Give an exact copy of every line, leaving images out.

▸ **RECORDED INFORMATION**:
* BEGIN *

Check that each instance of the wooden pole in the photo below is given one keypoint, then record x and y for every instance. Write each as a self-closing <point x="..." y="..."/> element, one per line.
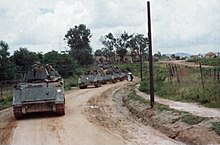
<point x="150" y="57"/>
<point x="200" y="66"/>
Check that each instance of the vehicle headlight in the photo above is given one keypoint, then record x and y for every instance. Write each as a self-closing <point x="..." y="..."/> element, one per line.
<point x="59" y="91"/>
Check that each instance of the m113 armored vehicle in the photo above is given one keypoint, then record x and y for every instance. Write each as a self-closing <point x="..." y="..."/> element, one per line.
<point x="42" y="90"/>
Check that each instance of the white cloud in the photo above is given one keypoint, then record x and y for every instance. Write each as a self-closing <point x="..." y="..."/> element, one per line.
<point x="182" y="25"/>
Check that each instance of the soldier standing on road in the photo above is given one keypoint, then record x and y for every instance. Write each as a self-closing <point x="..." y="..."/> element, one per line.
<point x="129" y="75"/>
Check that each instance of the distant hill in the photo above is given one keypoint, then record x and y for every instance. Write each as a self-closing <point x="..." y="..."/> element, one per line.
<point x="181" y="54"/>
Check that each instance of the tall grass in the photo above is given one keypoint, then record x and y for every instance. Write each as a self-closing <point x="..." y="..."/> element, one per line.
<point x="189" y="90"/>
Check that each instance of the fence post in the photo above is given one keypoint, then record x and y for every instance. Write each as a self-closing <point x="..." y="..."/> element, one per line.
<point x="218" y="77"/>
<point x="177" y="75"/>
<point x="200" y="66"/>
<point x="1" y="90"/>
<point x="214" y="74"/>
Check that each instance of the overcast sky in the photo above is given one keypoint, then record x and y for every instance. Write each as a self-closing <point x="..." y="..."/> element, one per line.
<point x="178" y="25"/>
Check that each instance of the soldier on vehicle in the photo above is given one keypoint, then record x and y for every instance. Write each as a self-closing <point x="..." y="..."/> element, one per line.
<point x="51" y="71"/>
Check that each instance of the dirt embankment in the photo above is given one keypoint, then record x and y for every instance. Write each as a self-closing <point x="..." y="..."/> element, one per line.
<point x="170" y="122"/>
<point x="107" y="110"/>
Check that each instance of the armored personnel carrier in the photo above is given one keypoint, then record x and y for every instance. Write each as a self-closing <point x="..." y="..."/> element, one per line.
<point x="42" y="90"/>
<point x="91" y="77"/>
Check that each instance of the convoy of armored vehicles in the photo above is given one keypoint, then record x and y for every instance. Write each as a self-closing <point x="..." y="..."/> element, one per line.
<point x="101" y="75"/>
<point x="42" y="90"/>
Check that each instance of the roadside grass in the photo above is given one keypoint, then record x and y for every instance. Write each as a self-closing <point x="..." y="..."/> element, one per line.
<point x="192" y="119"/>
<point x="135" y="68"/>
<point x="134" y="97"/>
<point x="5" y="103"/>
<point x="70" y="82"/>
<point x="207" y="61"/>
<point x="189" y="89"/>
<point x="216" y="127"/>
<point x="183" y="116"/>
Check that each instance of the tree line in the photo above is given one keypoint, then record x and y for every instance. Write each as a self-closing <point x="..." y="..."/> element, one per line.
<point x="80" y="53"/>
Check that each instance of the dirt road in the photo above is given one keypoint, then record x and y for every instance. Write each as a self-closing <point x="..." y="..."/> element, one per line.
<point x="80" y="125"/>
<point x="184" y="63"/>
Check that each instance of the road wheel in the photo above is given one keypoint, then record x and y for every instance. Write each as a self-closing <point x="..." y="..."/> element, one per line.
<point x="97" y="84"/>
<point x="18" y="112"/>
<point x="60" y="108"/>
<point x="82" y="87"/>
<point x="114" y="81"/>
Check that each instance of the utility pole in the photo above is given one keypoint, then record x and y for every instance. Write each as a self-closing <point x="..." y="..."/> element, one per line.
<point x="141" y="63"/>
<point x="150" y="57"/>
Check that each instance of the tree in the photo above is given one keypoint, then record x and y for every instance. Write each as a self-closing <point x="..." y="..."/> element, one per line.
<point x="63" y="63"/>
<point x="138" y="44"/>
<point x="109" y="42"/>
<point x="173" y="56"/>
<point x="24" y="58"/>
<point x="158" y="54"/>
<point x="78" y="40"/>
<point x="98" y="52"/>
<point x="122" y="43"/>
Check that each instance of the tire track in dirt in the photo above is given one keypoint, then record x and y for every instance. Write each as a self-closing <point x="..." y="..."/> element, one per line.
<point x="7" y="126"/>
<point x="108" y="112"/>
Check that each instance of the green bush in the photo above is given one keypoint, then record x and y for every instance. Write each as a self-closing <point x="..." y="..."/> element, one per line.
<point x="135" y="97"/>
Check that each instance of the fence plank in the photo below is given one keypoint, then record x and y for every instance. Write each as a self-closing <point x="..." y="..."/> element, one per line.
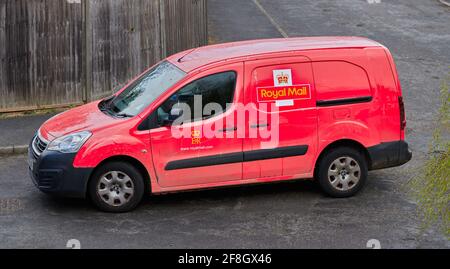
<point x="47" y="61"/>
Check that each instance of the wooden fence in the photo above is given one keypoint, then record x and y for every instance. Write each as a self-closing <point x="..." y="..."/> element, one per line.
<point x="63" y="52"/>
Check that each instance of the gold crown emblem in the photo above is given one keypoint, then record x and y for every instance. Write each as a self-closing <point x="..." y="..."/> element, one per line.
<point x="283" y="78"/>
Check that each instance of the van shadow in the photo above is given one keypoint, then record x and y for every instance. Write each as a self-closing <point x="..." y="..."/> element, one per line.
<point x="216" y="195"/>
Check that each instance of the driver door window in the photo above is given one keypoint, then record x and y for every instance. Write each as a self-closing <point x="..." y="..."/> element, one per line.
<point x="218" y="88"/>
<point x="199" y="158"/>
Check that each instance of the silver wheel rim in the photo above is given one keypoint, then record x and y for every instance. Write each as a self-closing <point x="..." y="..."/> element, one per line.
<point x="115" y="188"/>
<point x="344" y="173"/>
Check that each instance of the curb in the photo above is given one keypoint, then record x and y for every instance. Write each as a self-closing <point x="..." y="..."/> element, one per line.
<point x="445" y="2"/>
<point x="13" y="150"/>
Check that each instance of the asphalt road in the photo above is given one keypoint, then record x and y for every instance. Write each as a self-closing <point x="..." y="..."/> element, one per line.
<point x="285" y="215"/>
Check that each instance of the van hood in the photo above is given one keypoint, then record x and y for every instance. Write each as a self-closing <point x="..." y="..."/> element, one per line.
<point x="84" y="118"/>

* END *

▸ **SOLVED EXERCISE**:
Check that each instance of the wooden pole in the photo below is given one keypoint, then record x and y for every instance. Write each as a self-closing <point x="..." y="..."/> element, one per line.
<point x="150" y="57"/>
<point x="200" y="66"/>
Check that each instance of the vehicle headlight in the photo above is given one keypoint, then record x and y for every instance. Write each as a self-closing <point x="..." y="..."/> element, one per line.
<point x="59" y="91"/>
Check that each instance of the m113 armored vehicle in the photo above is given one keypoint, then record x and y for every instance. Write each as a self-closing <point x="..." y="..."/> element, one per line.
<point x="42" y="90"/>
Check that each instance of the white cloud in the photo above is given one keypoint, then record x and y for every instance. Write each as a self-closing <point x="..." y="..."/> element, one per line.
<point x="182" y="25"/>
Check that each instance of the soldier standing on road in the photo above is given one keypoint, then record x and y for every instance. Write each as a self-closing <point x="..." y="..."/> element, one per line.
<point x="129" y="75"/>
Check that each instance of the distant hill in the photo above is given one keypoint, then record x and y for every instance. Write each as a self-closing <point x="..." y="..."/> element, one per line.
<point x="181" y="54"/>
Check that each instance of the tall grass in the photo above is given one keypoint, then record x and y for every instance. Write each as a self-closing <point x="..." y="..."/> element, one per line.
<point x="189" y="90"/>
Check that each instance of the fence post in the photo above is given one keypoint, then record x and y for every instance. Write each as a self-closing <point x="..." y="..."/> element, one per line.
<point x="218" y="77"/>
<point x="177" y="75"/>
<point x="200" y="66"/>
<point x="1" y="90"/>
<point x="214" y="74"/>
Check that each instance of the overcast sky in the photo above is given one keypoint, then record x and y for every instance. Write each as a self-closing <point x="..." y="..."/> element, one per line.
<point x="178" y="25"/>
Check that each instance of the soldier on vehicle in the photo above is given one keypoint, then record x and y for every instance. Write each as a self-closing <point x="..." y="..."/> element, one per line.
<point x="51" y="71"/>
Check that each instance of the dirt embankment in the photo above is given one keypoint, then record x and y for every instance. Write each as a self-closing <point x="..." y="..."/> element, one per line.
<point x="170" y="122"/>
<point x="107" y="110"/>
Check that each instance of the armored personnel carrier in the photo above is given one keypoint, then record x and y for every instance. Write each as a self-closing <point x="..." y="..."/> element, one per line.
<point x="42" y="90"/>
<point x="91" y="77"/>
Check that each instance of the convoy of armored vehicles in the photo above is given one keypoint, then record x and y for every instance. Write each as a self-closing <point x="..." y="..."/> element, one per line.
<point x="101" y="75"/>
<point x="42" y="90"/>
Check that each instance of the roadside grass in the photo above is given one keypoint, then record x and y for every instance. Write each as a self-closing <point x="..." y="..."/> element, one per line.
<point x="192" y="119"/>
<point x="135" y="68"/>
<point x="134" y="97"/>
<point x="5" y="103"/>
<point x="70" y="82"/>
<point x="207" y="61"/>
<point x="189" y="89"/>
<point x="216" y="127"/>
<point x="183" y="116"/>
Check that each instance of the tree line in the photo above is given one keypoint, then record x and y for every instance. Write each as a self-closing <point x="..." y="..."/> element, one per line.
<point x="80" y="53"/>
Check that each instance of the dirt road in the photo above is given one keypoint, then record x and y for every instance. Write each as a self-closing <point x="..." y="..."/> element, one per line.
<point x="80" y="125"/>
<point x="184" y="63"/>
Check that each instance of the road wheel in the photo above is given one keypoint, then record x and y for every instance. Write each as a self-closing <point x="..." y="..."/> element, one per line.
<point x="97" y="84"/>
<point x="18" y="112"/>
<point x="60" y="108"/>
<point x="82" y="87"/>
<point x="114" y="81"/>
Check that each instance of the utility pole in the photo above is given one keypoint, then record x and y for every instance. Write each as a self-closing <point x="..." y="..."/> element, one per line.
<point x="141" y="63"/>
<point x="150" y="57"/>
Check that each instance of the tree in the photo above is given one keypoint, then record x and y for every instance. Write each as a self-closing <point x="..." y="..."/> element, one per line.
<point x="63" y="63"/>
<point x="138" y="44"/>
<point x="109" y="42"/>
<point x="173" y="56"/>
<point x="24" y="58"/>
<point x="158" y="54"/>
<point x="78" y="40"/>
<point x="98" y="52"/>
<point x="122" y="43"/>
Check that each instance of the tire track in dirt in the photo above is given one keypoint, then record x and y for every instance. Write each as a self-closing <point x="..." y="..."/> element, one per line.
<point x="7" y="126"/>
<point x="108" y="112"/>
Check that each instance of the green bush in the photo above is given one keypoint, then record x and y for every instance. Write each as a self-closing <point x="..." y="..."/> element, one per line.
<point x="135" y="97"/>
Check that each instance of the fence plank in the photo below is given one keypoint, then record x and y for every instance. Write each as a self-closing <point x="..." y="..."/> element, one per line.
<point x="47" y="61"/>
Check that each instance of the wooden fence in the photo above is given one keypoint, then record x and y for every instance. Write each as a self-closing <point x="..." y="..."/> element, one per line.
<point x="63" y="52"/>
Check that each instance of the gold crown emblem in the photo above is given one keypoint, then record x and y for every instance. Write each as a self-closing <point x="..." y="..."/> element, one per line.
<point x="283" y="78"/>
Check that each instance of the van shadow in the photo above is given one keypoint, then record x and y for every instance. Write each as a self-closing <point x="..." y="..."/> element, one per line.
<point x="216" y="195"/>
Check that each instance of the driver door window in the photo above is given one keypoint, then record x and y for every instance. Write each as a self-closing <point x="..." y="..."/> element, one per line.
<point x="218" y="88"/>
<point x="199" y="158"/>
Check that each instance of the silver wheel rim in the photo above is given one keypoint, then record x and y for every instance. Write each as a self-closing <point x="..." y="..."/> element, one per line.
<point x="115" y="188"/>
<point x="344" y="173"/>
Check that each instance of the curb in the photo above is given one keypoint, then record x and y for every instance. Write each as a self-closing <point x="..." y="..."/> element, one per line.
<point x="445" y="2"/>
<point x="13" y="150"/>
Check that each instance of the asphalt road in the photo above is given one keypoint, then record x and y for every instance. Write each as a self-closing <point x="..." y="..."/> element, one per line.
<point x="285" y="215"/>
Check that each instance of the van hood in the photo above is given one keypoint, then record x and y for every instance. Write each as a self-closing <point x="..." y="..."/> element, one per line.
<point x="84" y="118"/>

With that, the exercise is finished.